--- BEGIN Data lines ---
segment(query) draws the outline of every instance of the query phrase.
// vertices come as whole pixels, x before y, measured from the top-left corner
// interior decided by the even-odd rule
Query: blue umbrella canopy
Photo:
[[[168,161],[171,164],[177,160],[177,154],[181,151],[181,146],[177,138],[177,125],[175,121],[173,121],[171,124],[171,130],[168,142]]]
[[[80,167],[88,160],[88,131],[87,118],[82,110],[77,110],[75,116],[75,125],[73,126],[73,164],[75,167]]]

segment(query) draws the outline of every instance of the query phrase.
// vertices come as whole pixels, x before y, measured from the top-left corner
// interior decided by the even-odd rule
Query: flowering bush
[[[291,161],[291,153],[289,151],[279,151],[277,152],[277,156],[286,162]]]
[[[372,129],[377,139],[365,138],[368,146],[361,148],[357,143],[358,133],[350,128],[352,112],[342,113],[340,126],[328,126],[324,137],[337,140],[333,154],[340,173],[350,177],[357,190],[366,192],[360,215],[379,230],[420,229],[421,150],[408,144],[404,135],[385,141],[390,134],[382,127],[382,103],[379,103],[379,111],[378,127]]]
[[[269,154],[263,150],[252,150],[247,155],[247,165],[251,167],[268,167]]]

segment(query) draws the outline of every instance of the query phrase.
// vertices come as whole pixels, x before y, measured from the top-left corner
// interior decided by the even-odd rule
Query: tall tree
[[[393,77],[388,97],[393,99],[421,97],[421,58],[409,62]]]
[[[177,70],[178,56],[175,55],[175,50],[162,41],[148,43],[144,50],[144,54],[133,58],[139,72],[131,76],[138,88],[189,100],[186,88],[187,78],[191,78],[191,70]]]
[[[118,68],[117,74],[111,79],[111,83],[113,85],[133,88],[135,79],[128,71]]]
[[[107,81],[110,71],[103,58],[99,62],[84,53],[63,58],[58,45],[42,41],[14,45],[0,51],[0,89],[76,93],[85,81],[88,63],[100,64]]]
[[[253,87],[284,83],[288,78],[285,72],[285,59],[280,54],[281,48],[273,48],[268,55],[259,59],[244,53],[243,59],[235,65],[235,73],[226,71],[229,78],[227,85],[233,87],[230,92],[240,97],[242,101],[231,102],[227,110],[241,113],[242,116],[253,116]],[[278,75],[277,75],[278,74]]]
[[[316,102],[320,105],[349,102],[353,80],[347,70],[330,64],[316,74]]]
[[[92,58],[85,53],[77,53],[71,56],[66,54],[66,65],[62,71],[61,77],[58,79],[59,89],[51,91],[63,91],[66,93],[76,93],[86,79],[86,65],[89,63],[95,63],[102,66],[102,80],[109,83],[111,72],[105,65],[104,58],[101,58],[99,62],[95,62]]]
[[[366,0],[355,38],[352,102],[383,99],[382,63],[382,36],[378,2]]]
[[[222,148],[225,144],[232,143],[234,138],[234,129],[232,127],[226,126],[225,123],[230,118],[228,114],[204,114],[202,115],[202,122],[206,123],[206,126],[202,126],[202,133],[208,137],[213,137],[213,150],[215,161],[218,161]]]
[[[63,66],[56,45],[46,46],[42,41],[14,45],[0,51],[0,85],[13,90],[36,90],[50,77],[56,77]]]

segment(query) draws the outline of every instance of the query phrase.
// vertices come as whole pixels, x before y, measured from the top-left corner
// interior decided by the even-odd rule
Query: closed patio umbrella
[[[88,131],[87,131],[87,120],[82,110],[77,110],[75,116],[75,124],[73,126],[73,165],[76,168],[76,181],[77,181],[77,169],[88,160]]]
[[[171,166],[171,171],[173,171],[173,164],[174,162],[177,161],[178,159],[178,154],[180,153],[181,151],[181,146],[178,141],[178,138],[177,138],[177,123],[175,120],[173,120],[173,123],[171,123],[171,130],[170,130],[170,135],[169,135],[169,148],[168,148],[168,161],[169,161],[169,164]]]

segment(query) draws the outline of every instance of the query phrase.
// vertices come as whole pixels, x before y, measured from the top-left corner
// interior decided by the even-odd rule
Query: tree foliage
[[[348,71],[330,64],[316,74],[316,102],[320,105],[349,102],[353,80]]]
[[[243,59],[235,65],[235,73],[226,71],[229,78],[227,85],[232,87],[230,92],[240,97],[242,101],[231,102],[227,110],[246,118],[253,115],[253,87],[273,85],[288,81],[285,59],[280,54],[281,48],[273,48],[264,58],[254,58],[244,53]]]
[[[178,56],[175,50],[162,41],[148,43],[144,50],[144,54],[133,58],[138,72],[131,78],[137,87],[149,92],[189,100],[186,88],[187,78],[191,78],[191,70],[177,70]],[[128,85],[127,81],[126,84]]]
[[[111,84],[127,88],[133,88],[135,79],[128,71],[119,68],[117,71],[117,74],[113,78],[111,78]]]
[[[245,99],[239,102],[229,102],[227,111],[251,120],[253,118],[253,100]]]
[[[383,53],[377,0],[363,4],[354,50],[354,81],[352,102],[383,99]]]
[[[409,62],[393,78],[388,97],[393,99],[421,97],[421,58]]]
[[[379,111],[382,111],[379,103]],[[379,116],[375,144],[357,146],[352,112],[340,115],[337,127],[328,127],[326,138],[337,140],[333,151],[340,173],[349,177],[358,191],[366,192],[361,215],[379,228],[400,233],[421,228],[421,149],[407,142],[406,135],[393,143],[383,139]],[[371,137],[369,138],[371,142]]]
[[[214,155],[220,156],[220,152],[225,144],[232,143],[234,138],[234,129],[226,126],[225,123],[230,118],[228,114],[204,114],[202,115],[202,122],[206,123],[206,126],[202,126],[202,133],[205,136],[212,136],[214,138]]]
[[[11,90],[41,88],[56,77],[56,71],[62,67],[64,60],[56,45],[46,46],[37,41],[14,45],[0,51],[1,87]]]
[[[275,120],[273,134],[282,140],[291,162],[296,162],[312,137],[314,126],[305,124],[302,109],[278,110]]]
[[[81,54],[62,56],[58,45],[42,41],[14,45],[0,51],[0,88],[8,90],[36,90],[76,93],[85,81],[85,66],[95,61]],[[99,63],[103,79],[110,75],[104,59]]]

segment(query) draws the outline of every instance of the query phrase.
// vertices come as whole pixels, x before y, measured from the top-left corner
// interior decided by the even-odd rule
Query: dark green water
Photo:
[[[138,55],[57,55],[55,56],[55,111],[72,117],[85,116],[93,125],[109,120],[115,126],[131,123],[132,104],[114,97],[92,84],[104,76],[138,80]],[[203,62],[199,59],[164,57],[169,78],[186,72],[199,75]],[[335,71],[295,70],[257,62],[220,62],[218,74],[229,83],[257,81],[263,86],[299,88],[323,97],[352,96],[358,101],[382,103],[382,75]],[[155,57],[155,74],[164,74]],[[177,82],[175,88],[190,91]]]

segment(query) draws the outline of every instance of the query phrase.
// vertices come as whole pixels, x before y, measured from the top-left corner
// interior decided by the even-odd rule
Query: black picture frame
--- END Data lines ---
Repeat every record exactly as written, please.

_Answer to this exercise:_
segment(query) draws the outline of every instance of the query phrase.
// vertices come as whole pixels, x before y, measured from the top-left corner
// interior decided by the even-odd rule
Query: blue umbrella canopy
Photo:
[[[168,161],[171,164],[177,160],[177,154],[181,151],[181,146],[177,138],[177,125],[175,121],[173,121],[171,124],[171,130],[168,142]]]
[[[80,167],[88,160],[88,131],[87,118],[82,110],[77,110],[75,116],[75,125],[73,126],[73,164],[75,167]]]

segment(query) draws the outline of every instance of the query phrase.
// vertices come as whole pixels, x before y, measured from the top-left corner
// interior decided by the even-odd rule
Query: flowering bush
[[[291,161],[291,153],[289,151],[279,151],[277,152],[277,156],[286,162]]]
[[[372,129],[377,139],[365,138],[368,146],[361,148],[357,143],[358,133],[350,128],[352,112],[342,113],[340,126],[328,126],[324,137],[337,140],[333,154],[340,173],[350,177],[357,190],[366,192],[360,215],[379,230],[420,229],[421,150],[408,144],[404,135],[385,141],[390,134],[382,127],[382,103],[379,103],[379,111],[378,127]]]
[[[269,154],[263,150],[252,150],[247,155],[247,165],[251,167],[268,167]]]

segment(query) draws the outline of every instance of the query phrase.
// vertices come as whole pixels, x before y, measured from the top-left corner
// interior decided by the even-odd rule
Query: tall tree
[[[393,77],[388,97],[393,99],[421,97],[421,58],[409,62]]]
[[[177,70],[178,56],[175,55],[175,50],[162,41],[148,43],[144,50],[144,54],[133,58],[139,72],[131,76],[138,88],[189,100],[186,88],[187,78],[191,78],[191,70]]]
[[[118,68],[117,74],[111,79],[111,83],[113,85],[133,88],[135,79],[128,71]]]
[[[107,81],[110,71],[103,58],[99,62],[84,53],[63,58],[58,45],[42,41],[14,45],[0,51],[0,89],[76,93],[85,81],[88,63],[100,64]]]
[[[253,87],[284,83],[288,78],[285,72],[285,59],[280,54],[281,48],[273,48],[268,55],[259,59],[244,53],[243,59],[235,65],[235,73],[226,71],[229,78],[227,85],[233,87],[230,92],[240,97],[242,101],[231,102],[227,110],[241,113],[242,116],[253,116]],[[278,75],[277,75],[278,74]]]
[[[316,102],[320,105],[349,102],[353,80],[347,70],[330,64],[316,74]]]
[[[92,58],[85,53],[77,53],[71,56],[66,54],[66,65],[62,71],[61,77],[58,79],[59,89],[51,91],[63,91],[66,93],[76,93],[86,79],[86,65],[89,63],[95,63],[102,66],[102,80],[109,83],[111,72],[105,65],[104,58],[101,58],[99,62],[95,62]]]
[[[366,0],[355,38],[352,102],[383,99],[382,63],[382,36],[378,2]]]
[[[222,148],[225,144],[232,143],[234,138],[234,129],[232,127],[226,126],[225,123],[230,118],[228,114],[204,114],[202,115],[202,122],[206,123],[206,126],[202,126],[202,133],[208,137],[213,137],[213,150],[215,161],[218,161]]]
[[[63,66],[56,45],[46,46],[42,41],[14,45],[0,51],[0,85],[13,90],[36,90],[50,77],[56,77]]]

segment(query) draws the outline of every instance of the query phrase.
// vertices come as whole pixels, x before y, measured from the top-left corner
// interior decided by the even-odd rule
Query: closed patio umbrella
[[[88,131],[87,131],[87,120],[82,110],[77,110],[75,116],[75,124],[73,126],[73,165],[76,168],[76,181],[77,181],[77,169],[88,160]]]
[[[171,166],[171,171],[173,171],[173,164],[174,162],[177,161],[178,159],[178,154],[180,153],[181,151],[181,146],[178,141],[178,138],[177,138],[177,123],[175,120],[173,120],[173,123],[171,123],[171,130],[170,130],[170,135],[169,135],[169,148],[168,148],[168,161],[169,161],[169,164]]]

segment(query) draws the outline of every instance of the query phrase.
// vertices come as whole pixels, x before y, measured from the top-left corner
// interior decided by the even-odd rule
Query: tree foliage
[[[348,71],[330,64],[316,74],[316,102],[320,105],[349,102],[353,80]]]
[[[243,59],[235,65],[235,73],[226,71],[229,78],[227,85],[232,87],[230,92],[240,97],[242,101],[231,102],[227,110],[246,118],[253,115],[253,87],[273,85],[288,81],[285,59],[280,54],[281,48],[273,48],[264,58],[254,58],[244,53]]]
[[[178,56],[175,50],[162,41],[148,43],[144,50],[144,54],[133,58],[138,72],[131,78],[137,87],[149,92],[189,100],[186,88],[187,78],[191,78],[191,70],[177,70]],[[128,85],[127,81],[126,84]]]
[[[111,84],[127,88],[133,88],[135,79],[128,71],[119,68],[117,71],[117,74],[113,78],[111,78]]]
[[[245,99],[239,102],[229,102],[227,111],[251,120],[253,118],[253,100]]]
[[[383,53],[377,0],[363,4],[354,50],[354,81],[352,102],[383,99]]]
[[[409,62],[393,78],[388,97],[393,99],[421,97],[421,58]]]
[[[379,111],[382,111],[379,103]],[[379,116],[375,144],[357,146],[352,112],[340,115],[337,127],[328,127],[326,138],[337,140],[333,151],[340,173],[349,177],[358,191],[366,192],[361,215],[379,228],[400,233],[421,228],[421,149],[407,142],[406,135],[393,143],[383,139]],[[371,137],[369,138],[371,142]]]
[[[214,155],[220,156],[220,152],[225,144],[232,143],[234,138],[234,129],[226,126],[225,123],[230,118],[228,114],[204,114],[202,115],[202,122],[206,123],[206,126],[202,126],[202,133],[205,136],[212,136],[214,138]]]
[[[11,90],[41,88],[56,77],[56,71],[62,67],[64,60],[56,45],[46,46],[37,41],[14,45],[0,51],[1,87]]]
[[[275,120],[273,134],[282,140],[291,162],[296,162],[312,137],[314,126],[305,124],[302,109],[278,110]]]
[[[81,54],[62,56],[58,45],[42,41],[14,45],[0,51],[0,88],[8,90],[36,90],[76,93],[85,81],[85,66],[95,61]],[[99,63],[103,79],[110,75],[104,59]]]

segment(query) draws the outline of every instance of the query phrase.
// vertices come as whole pixels, x before y, measured from the top-left corner
// interior decided by the even-odd rule
Query: dark green water
Photo:
[[[138,55],[57,55],[55,56],[55,111],[72,117],[85,116],[93,125],[109,120],[115,126],[131,123],[132,104],[114,97],[92,84],[104,76],[138,80]],[[203,62],[199,59],[164,57],[169,78],[186,72],[199,75]],[[335,71],[295,70],[257,62],[220,62],[218,74],[229,83],[257,81],[263,86],[299,88],[323,97],[352,96],[358,101],[382,103],[382,75]],[[155,57],[155,74],[164,74]],[[177,82],[175,88],[190,91]]]

segment(query) draws the outline of every instance of the query phrase.
// vertices come as whole pixels, x before y, measured from the top-left corner
// interior decided by the even-odd rule
Query: black picture frame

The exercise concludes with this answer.